What you have to do: Reproduce the data, keeping every word exactly as it is.

Data extracts:
*** Begin section ***

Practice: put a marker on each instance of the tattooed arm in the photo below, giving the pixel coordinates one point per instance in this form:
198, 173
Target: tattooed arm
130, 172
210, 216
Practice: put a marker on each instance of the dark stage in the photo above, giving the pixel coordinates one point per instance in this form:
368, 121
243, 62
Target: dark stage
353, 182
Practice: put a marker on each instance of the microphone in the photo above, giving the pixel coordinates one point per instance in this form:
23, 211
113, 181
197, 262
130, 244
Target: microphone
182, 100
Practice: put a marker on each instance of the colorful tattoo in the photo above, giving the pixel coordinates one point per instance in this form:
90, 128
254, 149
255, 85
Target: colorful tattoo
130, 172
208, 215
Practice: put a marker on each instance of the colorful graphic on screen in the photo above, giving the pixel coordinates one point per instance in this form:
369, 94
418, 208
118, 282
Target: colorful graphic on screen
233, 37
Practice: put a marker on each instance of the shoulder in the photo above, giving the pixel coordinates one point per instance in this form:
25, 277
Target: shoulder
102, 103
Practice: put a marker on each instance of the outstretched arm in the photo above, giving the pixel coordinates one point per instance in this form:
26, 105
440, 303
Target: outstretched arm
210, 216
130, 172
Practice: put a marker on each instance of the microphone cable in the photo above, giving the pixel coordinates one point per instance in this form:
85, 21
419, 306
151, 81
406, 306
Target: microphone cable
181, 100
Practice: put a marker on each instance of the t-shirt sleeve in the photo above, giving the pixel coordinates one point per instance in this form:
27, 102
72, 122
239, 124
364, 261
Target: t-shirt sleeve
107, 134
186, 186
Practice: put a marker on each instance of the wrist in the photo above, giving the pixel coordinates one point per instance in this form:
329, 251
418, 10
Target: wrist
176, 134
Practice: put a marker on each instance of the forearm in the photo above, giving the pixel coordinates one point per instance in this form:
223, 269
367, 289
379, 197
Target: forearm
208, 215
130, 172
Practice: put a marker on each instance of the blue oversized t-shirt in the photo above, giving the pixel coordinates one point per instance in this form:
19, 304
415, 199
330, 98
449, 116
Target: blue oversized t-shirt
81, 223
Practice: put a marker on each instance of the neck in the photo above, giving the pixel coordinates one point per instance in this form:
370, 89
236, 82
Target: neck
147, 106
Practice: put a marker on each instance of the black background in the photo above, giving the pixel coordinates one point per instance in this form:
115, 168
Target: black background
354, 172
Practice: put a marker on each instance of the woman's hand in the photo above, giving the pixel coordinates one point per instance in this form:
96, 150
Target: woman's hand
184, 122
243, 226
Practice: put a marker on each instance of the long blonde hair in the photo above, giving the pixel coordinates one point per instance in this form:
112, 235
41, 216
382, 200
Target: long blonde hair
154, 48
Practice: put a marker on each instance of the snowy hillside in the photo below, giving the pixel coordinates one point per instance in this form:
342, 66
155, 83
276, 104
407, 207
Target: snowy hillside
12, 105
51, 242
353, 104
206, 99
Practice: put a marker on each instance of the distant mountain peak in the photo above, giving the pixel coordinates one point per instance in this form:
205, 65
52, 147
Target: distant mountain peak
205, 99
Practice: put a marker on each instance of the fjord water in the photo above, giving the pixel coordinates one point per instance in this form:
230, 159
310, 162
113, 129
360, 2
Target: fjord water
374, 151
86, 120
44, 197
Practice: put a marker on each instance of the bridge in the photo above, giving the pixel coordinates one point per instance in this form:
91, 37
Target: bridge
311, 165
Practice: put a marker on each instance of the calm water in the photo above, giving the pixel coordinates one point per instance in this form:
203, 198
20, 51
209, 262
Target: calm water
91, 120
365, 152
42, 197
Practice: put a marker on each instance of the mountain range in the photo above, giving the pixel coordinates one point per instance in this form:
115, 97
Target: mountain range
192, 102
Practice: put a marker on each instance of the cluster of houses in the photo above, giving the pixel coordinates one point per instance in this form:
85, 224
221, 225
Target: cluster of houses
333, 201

*** End section ***

Solution for this task:
Practice: put a marker on each instance of the tattooed arm in the photo below, giving the pixel coordinates one point per instance in this form:
198, 173
Target: tattooed arm
130, 172
210, 216
Practice: put a marker on each instance of the dark stage in the photo above, giving the pixel coordinates one point per instance in this form:
368, 121
243, 62
Target: dark stage
353, 182
Practice: put a marker on each instance of the microphone in the photo above, giving the pixel coordinates one point per instance in this form:
23, 211
113, 181
197, 262
130, 244
Target: microphone
182, 100
Practice: put a marker on each instance of the colorful tattoo in the photo above, giving the pixel coordinates one point per instance in this form:
90, 128
254, 149
255, 85
Target: colorful tattoo
130, 172
208, 215
Practice: put a marker on each instance of the colorful graphic on screen in the photo above, giving the pixel coordinates one point per instance in this form:
369, 94
418, 208
118, 282
Target: colorful graphic on screen
233, 37
Practice: put a marker on each instance of the shoulder in the photo above, giving the pixel coordinates one point per instance in this form:
25, 277
Target: shoulder
102, 103
Practice: put a marker on each instance of the outstretched arm in the photo above, giving the pixel coordinates one point per instance in this form:
26, 105
440, 303
Target: outstretched arm
210, 216
130, 172
Practice: put a marker on each instance of the microphone cable in the photo above, giving the pixel coordinates one point per instance in this form:
85, 21
419, 306
151, 81
406, 306
Target: microphone cable
181, 100
Practice: put a marker on each instance of the t-shirt sleeve in the photo above, giving the pixel coordinates one point per instance in this form:
27, 102
72, 122
239, 124
364, 261
Target: t-shirt sleeve
107, 134
186, 186
Practice: put a marker on each instance of the wrist in the photo above, giving the pixel coordinates one point per instance in this form:
329, 251
418, 10
Target: wrist
176, 134
Practice: put a marker on each instance of the forearm in the photo above, giving the pixel coordinates one point per instance in this form:
223, 269
367, 289
379, 197
Target: forearm
208, 215
130, 172
Practice: put a marker on each instance of the blue oversized t-shirt in the photo above, giving the pixel coordinates one point per instance in this form:
19, 304
415, 199
330, 98
449, 116
Target: blue oversized t-shirt
81, 223
Practice: put a marker on each instance of the neck in the photo above, giving the pixel coordinates one point per instance in this form:
370, 89
236, 82
Target: neck
147, 106
Practice: put a marker on each instance of the black background in the photo above, giving the pixel coordinates one point per instance in this form:
115, 168
Target: black background
354, 172
Practice: put a marker on each instance of the woman's hand in the photo above, giving the pixel coordinates one point per instance in this form:
96, 150
Target: woman's hand
184, 122
243, 226
Practice: put a marker on each instance of the long blonde hair in the photo above, giving the pixel coordinates one point per instance in this form:
112, 235
41, 216
382, 200
Target: long blonde hair
154, 48
Practice: put a marker on each instance of the snowy hillside in the photo below, giving the pixel coordinates one point per instance in this form:
342, 66
155, 83
276, 104
407, 207
Target: snowy hillside
12, 105
51, 242
353, 104
206, 99
Practice: put a marker on each instance of the distant mountain peak in the photo above, giving the pixel coordinates one point per instance in this form:
205, 65
52, 147
Target: distant mountain peak
205, 99
Practice: put a marker on each instance of the fjord water in the photo above, giving the pixel coordinates one point per instance in this form:
230, 159
310, 162
113, 129
360, 2
Target: fjord water
374, 151
86, 120
44, 197
Practice: put a marker on each instance of the bridge in the photo above, giving the pixel coordinates one point per instance in this form:
91, 37
Target: bridge
311, 165
Practice: put a marker on each instance of the calm water in the photo above, giving the pixel coordinates one point per instance in this form:
203, 198
20, 51
209, 262
Target: calm water
91, 120
365, 152
42, 197
Practice: put a marker on each instance of the mountain range in the photo above, giving the pixel coordinates one point per instance in this form:
115, 97
Target: mountain range
192, 102
Practice: put a marker on each instance of the cluster of houses in the photo above, giving the pixel coordinates one point per instance in this form:
85, 224
221, 225
Target: cluster of houses
333, 201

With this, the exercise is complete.